### Assigned task:
Report only the number of lines in the records that contain the word "below".

Content starts

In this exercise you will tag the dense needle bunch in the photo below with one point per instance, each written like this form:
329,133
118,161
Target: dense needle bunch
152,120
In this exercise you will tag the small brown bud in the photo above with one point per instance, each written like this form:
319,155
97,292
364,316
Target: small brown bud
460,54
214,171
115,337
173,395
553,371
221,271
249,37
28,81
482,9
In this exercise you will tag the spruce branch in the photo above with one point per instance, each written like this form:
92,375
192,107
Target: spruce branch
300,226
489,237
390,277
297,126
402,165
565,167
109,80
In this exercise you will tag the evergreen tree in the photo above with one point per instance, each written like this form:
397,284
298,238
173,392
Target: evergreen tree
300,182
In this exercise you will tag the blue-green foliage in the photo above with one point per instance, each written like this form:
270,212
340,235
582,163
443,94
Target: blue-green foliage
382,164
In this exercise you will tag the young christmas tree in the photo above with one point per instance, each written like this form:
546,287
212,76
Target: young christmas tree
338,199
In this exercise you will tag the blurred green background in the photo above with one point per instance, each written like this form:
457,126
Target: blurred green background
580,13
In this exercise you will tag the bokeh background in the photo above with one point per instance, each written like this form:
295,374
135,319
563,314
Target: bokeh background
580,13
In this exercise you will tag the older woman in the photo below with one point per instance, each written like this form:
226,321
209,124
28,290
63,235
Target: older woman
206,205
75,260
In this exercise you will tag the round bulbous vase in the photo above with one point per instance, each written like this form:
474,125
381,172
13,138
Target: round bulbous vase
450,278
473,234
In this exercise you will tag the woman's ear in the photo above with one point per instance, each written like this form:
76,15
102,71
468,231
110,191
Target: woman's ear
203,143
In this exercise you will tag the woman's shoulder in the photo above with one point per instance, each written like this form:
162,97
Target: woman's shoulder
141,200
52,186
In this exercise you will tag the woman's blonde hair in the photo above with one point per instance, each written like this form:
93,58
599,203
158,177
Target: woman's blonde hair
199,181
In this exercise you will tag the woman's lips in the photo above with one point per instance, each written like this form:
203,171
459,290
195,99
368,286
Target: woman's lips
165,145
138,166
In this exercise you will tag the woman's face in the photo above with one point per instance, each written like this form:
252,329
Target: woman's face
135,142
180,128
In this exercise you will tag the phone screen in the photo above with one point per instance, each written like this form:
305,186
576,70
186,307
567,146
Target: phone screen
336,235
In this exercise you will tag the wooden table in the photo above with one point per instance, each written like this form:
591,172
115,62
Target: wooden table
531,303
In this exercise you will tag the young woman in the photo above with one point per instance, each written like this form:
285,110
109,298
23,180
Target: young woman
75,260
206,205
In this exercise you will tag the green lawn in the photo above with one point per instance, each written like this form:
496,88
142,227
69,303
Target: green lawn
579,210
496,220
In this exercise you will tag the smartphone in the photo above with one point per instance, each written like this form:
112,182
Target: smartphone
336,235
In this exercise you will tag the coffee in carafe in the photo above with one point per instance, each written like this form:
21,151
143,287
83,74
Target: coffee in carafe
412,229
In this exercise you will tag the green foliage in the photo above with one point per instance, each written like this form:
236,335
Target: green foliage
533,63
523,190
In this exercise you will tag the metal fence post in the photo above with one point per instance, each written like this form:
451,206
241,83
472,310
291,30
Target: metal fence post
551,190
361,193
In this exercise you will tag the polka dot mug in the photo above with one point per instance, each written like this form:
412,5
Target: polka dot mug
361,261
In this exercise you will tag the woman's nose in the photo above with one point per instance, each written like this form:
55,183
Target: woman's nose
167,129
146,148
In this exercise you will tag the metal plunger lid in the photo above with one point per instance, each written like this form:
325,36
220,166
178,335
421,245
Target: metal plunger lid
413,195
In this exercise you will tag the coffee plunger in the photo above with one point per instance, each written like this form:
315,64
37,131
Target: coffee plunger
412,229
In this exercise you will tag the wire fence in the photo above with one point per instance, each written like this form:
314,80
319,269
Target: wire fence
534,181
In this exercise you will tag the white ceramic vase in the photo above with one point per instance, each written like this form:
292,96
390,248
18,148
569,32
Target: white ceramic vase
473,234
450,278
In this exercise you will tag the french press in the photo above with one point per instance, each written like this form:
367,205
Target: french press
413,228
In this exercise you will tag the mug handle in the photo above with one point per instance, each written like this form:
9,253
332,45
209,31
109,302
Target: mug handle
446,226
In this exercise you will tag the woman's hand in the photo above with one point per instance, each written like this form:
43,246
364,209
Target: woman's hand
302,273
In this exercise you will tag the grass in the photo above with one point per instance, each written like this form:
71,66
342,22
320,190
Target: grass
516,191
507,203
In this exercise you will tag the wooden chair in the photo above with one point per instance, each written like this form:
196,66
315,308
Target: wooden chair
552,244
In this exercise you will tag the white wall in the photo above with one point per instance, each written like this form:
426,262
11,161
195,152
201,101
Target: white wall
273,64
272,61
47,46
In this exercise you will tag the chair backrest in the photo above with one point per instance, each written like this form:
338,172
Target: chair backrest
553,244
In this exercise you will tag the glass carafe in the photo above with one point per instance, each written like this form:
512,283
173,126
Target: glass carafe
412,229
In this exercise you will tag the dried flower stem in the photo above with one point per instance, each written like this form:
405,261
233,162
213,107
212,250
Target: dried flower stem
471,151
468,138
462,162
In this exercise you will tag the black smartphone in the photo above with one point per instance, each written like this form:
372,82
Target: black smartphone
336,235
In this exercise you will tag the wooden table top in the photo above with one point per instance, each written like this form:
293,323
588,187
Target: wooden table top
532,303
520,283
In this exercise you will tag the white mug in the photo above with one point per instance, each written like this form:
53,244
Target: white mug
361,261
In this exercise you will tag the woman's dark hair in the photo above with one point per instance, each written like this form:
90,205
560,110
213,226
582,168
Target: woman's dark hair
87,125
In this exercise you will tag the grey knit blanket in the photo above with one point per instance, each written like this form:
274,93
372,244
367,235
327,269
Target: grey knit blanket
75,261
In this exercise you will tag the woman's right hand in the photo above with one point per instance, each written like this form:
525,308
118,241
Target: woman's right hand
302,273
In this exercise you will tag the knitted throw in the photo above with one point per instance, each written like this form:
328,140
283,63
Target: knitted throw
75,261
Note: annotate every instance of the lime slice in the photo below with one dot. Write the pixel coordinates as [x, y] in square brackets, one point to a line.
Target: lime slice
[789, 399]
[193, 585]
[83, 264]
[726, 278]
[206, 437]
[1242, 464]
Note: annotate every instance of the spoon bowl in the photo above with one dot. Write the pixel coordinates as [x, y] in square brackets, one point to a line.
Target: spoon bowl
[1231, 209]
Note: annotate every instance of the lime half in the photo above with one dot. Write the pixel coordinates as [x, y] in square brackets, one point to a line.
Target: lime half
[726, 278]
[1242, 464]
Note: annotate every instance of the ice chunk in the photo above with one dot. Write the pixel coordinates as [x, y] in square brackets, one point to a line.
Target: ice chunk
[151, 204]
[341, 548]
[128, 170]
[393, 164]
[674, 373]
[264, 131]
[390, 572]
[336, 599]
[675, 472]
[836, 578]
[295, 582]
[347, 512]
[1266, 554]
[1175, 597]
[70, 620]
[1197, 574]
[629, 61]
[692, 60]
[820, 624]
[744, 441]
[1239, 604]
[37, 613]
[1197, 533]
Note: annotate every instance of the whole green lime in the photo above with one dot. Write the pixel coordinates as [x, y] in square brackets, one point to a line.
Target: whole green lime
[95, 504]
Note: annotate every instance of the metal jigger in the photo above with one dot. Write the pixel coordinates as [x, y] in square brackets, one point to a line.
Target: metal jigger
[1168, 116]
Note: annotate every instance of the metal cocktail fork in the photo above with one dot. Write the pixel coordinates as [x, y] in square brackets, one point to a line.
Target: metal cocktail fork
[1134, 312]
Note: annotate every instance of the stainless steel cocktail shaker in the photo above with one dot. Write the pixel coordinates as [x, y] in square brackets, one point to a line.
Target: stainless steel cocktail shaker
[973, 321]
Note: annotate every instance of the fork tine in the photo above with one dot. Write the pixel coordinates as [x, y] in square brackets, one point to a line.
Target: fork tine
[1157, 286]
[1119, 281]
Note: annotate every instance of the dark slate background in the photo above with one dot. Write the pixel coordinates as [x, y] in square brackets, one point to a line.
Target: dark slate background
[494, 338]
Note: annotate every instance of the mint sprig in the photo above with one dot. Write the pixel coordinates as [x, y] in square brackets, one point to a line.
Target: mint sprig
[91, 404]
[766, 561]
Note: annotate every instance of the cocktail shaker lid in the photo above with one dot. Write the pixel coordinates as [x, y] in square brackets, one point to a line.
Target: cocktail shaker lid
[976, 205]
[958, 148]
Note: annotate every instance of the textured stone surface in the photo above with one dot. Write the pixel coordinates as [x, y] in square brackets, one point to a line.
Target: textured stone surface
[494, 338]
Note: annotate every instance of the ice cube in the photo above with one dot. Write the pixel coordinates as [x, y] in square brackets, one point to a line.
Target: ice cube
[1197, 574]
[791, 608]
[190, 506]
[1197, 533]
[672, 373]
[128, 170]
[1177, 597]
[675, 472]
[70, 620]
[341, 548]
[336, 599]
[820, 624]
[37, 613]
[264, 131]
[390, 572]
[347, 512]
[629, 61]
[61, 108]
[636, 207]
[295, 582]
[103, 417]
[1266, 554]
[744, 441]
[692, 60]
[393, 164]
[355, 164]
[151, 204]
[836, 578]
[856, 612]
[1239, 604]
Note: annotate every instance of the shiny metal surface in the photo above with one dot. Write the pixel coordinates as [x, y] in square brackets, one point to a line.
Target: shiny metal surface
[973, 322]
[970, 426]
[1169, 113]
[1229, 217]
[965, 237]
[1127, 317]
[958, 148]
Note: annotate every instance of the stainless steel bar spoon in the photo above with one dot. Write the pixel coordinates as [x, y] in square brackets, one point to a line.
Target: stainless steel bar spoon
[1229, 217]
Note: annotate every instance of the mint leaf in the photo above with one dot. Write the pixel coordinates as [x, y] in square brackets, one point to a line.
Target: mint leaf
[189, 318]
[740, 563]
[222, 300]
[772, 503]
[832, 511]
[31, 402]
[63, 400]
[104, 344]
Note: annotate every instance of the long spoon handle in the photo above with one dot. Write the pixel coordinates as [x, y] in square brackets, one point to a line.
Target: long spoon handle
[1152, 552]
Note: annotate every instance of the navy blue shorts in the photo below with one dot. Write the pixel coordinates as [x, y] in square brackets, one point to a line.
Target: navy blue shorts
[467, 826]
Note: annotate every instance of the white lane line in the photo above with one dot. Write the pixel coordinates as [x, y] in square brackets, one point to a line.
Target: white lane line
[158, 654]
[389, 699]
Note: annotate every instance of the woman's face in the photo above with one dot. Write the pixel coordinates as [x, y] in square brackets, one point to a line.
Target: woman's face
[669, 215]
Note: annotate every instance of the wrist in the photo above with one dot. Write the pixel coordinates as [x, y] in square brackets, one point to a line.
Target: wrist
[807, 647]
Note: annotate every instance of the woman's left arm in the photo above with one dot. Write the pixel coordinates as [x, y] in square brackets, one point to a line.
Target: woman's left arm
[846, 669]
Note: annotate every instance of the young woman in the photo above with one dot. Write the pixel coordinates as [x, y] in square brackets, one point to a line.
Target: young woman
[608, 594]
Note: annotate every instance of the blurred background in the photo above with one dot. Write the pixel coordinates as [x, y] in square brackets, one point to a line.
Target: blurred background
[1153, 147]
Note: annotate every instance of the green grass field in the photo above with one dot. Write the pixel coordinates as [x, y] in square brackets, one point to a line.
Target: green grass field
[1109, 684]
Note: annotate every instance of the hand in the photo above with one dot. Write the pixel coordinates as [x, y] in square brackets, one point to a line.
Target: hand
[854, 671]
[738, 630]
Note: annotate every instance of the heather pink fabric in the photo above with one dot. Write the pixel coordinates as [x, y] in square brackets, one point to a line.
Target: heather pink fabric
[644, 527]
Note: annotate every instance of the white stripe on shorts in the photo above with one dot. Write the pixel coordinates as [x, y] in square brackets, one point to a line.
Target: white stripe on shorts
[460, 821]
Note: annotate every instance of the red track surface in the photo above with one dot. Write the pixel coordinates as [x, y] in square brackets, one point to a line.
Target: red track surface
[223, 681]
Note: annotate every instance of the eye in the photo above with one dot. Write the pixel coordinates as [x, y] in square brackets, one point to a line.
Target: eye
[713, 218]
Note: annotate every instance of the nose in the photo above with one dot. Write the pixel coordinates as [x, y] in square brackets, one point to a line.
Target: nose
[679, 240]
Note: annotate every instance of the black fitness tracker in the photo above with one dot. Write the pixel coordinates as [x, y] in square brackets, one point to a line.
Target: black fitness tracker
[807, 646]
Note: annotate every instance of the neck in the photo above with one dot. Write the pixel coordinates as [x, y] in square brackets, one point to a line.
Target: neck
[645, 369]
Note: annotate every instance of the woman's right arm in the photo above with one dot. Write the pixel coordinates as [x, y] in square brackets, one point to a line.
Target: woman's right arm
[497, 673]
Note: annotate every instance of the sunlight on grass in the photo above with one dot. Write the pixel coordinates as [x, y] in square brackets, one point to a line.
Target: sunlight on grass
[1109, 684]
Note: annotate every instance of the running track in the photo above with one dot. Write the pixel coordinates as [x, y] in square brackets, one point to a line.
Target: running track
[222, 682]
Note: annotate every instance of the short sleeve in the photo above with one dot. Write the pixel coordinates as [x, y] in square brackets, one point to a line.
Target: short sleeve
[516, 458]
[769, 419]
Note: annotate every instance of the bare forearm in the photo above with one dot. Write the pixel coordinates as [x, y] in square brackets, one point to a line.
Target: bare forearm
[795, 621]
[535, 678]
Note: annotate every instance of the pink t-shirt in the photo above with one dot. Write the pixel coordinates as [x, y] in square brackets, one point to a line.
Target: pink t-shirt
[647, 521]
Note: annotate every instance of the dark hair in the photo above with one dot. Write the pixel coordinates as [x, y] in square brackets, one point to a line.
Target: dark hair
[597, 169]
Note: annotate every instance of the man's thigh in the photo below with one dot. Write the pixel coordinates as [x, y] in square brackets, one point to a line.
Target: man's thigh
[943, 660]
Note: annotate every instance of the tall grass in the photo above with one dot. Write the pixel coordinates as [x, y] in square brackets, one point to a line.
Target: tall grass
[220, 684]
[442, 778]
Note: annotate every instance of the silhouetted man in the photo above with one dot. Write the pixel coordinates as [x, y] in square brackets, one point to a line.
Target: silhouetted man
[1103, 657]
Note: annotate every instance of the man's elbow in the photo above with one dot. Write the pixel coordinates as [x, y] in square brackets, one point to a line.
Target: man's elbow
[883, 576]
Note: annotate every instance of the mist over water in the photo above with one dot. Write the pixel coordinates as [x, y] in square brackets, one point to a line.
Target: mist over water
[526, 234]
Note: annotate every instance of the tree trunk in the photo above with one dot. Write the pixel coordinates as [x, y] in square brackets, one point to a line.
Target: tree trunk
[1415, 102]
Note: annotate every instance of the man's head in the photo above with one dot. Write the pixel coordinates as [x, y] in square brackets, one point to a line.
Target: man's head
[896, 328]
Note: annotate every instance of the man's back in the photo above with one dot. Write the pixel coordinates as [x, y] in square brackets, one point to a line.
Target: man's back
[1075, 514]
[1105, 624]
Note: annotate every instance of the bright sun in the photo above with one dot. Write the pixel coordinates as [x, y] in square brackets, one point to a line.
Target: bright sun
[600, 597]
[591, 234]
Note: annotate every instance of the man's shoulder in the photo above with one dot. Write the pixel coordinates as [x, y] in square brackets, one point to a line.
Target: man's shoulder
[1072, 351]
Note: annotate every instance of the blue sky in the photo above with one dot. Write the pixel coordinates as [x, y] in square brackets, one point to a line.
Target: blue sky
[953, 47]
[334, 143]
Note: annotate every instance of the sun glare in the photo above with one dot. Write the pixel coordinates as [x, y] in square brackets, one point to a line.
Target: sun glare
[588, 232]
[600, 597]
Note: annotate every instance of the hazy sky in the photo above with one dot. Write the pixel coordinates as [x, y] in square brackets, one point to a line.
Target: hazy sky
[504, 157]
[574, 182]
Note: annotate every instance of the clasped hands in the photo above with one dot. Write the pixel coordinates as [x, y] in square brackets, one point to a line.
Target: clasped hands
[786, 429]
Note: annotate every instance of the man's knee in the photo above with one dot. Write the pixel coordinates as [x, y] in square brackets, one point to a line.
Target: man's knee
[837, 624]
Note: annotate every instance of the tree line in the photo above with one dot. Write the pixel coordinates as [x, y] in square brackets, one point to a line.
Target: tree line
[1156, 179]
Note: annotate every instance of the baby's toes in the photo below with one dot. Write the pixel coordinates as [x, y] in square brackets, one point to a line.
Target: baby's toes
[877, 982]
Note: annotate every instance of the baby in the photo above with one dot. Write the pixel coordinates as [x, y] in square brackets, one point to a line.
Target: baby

Content ends

### Exercise solution:
6